[Extracted entries — start]
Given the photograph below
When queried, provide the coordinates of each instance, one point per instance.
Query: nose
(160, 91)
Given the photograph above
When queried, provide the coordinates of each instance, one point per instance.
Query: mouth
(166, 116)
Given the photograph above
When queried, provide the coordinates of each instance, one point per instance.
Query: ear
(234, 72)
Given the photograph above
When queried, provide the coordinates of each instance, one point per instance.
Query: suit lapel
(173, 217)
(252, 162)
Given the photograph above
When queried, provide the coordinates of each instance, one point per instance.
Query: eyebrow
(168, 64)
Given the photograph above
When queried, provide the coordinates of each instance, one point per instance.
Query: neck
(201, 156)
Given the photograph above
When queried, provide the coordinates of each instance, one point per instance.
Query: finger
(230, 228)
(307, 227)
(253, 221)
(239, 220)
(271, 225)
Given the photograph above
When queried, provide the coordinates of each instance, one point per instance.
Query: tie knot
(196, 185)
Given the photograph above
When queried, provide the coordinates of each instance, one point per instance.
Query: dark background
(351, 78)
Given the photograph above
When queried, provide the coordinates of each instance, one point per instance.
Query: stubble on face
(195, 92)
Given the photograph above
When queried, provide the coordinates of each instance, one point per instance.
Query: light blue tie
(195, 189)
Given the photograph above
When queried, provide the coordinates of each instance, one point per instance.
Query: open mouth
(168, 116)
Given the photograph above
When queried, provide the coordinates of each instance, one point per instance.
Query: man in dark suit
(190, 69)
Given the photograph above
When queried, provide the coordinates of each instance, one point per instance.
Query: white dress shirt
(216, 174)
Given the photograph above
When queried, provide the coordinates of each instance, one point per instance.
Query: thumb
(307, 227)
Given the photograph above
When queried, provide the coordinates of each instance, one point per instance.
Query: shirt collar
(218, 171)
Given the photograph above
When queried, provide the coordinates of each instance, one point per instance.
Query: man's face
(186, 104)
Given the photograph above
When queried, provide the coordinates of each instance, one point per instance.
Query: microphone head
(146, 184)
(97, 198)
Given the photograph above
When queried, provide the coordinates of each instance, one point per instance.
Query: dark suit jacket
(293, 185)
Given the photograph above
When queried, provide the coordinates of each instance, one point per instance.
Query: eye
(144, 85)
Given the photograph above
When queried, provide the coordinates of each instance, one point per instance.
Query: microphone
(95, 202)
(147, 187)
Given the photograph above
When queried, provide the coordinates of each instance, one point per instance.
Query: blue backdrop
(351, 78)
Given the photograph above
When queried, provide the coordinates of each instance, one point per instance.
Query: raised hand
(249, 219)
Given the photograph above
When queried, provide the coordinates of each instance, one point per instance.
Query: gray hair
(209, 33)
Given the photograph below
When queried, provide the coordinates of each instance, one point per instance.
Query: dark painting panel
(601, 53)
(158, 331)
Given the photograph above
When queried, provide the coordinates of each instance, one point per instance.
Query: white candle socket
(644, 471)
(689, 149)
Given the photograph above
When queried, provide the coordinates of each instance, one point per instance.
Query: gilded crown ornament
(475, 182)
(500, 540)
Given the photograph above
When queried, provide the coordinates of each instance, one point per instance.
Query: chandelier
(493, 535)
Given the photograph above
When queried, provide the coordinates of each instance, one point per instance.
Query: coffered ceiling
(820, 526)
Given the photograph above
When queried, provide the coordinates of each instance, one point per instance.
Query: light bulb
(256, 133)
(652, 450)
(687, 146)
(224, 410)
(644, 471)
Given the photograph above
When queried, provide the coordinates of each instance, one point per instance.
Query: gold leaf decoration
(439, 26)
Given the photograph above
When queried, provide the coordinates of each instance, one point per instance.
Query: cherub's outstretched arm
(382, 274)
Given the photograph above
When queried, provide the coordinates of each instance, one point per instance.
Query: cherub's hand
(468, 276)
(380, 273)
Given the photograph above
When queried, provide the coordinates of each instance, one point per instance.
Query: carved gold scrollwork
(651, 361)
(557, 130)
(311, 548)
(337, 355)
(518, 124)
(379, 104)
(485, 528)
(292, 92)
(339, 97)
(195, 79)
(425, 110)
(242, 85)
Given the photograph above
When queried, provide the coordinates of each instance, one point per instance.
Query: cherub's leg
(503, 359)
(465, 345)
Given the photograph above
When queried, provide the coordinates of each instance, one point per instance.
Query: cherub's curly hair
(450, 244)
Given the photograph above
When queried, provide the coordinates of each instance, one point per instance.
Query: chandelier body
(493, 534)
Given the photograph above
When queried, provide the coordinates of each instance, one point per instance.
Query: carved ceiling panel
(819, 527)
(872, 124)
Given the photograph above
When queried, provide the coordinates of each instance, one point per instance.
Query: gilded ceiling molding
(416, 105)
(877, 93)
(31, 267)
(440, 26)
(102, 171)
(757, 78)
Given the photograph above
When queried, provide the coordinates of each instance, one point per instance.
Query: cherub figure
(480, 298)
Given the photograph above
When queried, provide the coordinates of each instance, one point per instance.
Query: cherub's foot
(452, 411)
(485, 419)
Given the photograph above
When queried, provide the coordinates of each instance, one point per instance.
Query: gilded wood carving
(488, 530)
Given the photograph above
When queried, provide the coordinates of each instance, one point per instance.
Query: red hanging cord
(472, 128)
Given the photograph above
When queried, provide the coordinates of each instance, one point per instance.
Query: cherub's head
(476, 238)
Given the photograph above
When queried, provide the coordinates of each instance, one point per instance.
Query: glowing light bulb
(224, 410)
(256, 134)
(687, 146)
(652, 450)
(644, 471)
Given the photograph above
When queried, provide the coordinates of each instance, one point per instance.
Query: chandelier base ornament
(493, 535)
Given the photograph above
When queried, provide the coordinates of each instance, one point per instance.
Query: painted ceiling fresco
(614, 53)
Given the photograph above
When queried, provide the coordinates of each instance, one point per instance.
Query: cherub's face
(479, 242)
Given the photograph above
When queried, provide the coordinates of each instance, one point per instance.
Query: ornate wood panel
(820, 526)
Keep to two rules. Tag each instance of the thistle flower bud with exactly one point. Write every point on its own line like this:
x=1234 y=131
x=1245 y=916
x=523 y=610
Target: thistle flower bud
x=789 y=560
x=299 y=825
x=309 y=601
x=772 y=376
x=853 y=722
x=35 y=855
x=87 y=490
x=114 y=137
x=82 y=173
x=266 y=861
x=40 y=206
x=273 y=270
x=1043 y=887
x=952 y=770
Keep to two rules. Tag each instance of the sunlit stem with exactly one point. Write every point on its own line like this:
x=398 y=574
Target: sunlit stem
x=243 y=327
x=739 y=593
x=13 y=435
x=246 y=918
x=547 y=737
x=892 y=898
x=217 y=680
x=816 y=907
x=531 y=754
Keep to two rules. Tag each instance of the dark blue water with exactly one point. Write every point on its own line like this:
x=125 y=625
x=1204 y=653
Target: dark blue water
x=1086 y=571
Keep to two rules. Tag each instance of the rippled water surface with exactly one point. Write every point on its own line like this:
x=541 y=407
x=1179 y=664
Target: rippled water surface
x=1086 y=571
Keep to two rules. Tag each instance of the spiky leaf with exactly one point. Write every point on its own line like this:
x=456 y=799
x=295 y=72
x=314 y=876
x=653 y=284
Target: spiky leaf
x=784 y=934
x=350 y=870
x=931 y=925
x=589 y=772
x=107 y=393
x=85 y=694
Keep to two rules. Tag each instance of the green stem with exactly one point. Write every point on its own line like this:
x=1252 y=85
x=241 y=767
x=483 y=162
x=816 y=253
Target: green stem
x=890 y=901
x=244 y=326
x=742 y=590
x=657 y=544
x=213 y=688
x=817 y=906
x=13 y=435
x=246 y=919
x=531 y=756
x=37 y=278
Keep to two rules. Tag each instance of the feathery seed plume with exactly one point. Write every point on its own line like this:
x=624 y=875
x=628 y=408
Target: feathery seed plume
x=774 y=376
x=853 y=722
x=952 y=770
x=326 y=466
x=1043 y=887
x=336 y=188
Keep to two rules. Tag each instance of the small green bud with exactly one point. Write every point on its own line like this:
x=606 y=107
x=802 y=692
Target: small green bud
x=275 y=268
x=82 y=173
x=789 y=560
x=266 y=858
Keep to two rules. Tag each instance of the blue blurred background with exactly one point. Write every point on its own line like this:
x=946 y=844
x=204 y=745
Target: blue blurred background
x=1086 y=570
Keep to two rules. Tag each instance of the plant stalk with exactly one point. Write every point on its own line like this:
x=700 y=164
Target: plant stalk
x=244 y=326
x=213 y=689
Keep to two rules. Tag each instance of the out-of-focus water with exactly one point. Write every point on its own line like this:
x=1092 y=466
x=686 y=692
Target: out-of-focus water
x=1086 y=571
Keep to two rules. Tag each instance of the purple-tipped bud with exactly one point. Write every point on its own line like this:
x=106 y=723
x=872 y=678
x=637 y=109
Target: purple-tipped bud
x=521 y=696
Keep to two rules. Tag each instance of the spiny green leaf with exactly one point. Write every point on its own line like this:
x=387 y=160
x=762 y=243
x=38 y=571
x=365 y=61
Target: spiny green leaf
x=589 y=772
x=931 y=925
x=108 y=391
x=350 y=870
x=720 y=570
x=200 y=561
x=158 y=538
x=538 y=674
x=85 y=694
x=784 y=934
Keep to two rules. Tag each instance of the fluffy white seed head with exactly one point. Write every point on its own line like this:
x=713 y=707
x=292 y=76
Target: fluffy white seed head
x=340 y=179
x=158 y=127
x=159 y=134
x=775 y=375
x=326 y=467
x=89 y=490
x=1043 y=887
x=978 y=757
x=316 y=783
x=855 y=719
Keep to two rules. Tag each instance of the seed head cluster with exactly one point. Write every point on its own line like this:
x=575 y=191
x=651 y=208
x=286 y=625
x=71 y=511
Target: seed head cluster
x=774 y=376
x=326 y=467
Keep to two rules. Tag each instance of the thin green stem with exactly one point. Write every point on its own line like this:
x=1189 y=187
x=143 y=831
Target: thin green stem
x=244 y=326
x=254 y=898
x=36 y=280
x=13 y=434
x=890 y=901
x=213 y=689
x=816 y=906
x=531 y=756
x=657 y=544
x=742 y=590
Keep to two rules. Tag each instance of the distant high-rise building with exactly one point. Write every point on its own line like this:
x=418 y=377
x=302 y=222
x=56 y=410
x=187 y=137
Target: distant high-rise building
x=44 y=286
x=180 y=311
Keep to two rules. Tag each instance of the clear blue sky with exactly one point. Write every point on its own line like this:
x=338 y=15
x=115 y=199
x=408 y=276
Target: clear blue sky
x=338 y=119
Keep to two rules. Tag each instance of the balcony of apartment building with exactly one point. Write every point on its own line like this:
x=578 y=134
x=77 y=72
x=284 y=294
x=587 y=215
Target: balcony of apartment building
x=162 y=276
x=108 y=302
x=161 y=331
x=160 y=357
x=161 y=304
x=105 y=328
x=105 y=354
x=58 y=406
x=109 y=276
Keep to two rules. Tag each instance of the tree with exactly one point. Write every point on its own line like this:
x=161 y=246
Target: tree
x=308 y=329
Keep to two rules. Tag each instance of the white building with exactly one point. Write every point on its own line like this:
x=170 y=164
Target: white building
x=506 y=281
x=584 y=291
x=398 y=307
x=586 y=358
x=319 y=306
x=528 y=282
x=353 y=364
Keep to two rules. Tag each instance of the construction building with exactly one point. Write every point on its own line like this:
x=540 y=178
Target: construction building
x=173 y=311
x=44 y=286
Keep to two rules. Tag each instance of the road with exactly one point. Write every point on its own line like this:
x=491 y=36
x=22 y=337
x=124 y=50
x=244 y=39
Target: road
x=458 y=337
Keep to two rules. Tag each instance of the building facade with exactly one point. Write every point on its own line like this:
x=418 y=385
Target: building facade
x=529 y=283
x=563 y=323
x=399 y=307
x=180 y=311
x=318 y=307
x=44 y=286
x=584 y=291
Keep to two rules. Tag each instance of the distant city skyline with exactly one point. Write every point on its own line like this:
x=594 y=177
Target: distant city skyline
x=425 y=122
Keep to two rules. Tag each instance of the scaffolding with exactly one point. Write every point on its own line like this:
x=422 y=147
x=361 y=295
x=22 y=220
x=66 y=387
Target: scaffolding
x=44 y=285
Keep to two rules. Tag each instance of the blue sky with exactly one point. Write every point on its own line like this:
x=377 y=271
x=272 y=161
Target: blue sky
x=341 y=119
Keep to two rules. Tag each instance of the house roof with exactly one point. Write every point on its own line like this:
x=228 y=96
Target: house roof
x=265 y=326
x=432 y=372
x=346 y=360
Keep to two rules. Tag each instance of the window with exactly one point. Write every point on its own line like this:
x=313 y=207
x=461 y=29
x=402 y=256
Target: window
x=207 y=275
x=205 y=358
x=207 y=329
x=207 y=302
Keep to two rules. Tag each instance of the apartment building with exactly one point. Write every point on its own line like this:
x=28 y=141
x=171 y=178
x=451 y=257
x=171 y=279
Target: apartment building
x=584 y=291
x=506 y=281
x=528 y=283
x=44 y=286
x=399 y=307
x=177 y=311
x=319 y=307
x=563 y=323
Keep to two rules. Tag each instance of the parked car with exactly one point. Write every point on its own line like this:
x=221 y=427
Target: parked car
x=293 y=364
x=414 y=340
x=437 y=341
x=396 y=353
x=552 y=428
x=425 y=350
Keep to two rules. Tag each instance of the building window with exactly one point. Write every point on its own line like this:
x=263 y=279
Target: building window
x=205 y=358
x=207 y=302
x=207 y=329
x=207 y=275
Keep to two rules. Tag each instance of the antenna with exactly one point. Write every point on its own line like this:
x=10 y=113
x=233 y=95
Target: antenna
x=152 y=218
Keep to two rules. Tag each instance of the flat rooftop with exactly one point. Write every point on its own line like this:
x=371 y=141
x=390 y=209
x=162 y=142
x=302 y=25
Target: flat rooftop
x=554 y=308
[Extracted entries — finish]
--- Instructions for the task ---
Exactly the lines from the one containing "Target: building window" through the last line of the records are to be transcribed, both endpoints included.

--- Answer for the task ---
Target: building window
x=205 y=358
x=207 y=302
x=207 y=329
x=207 y=275
Keep to two rules. Tag each instance of the antenna with exactly one point. Write every point on its own line like this:
x=10 y=113
x=233 y=95
Target: antenna
x=152 y=218
Keep to two rules. Tag each instance of the flat rooftop with exactly one point. Write every point on its own line like this:
x=371 y=141
x=390 y=209
x=162 y=142
x=302 y=25
Target: flat rooftop
x=554 y=308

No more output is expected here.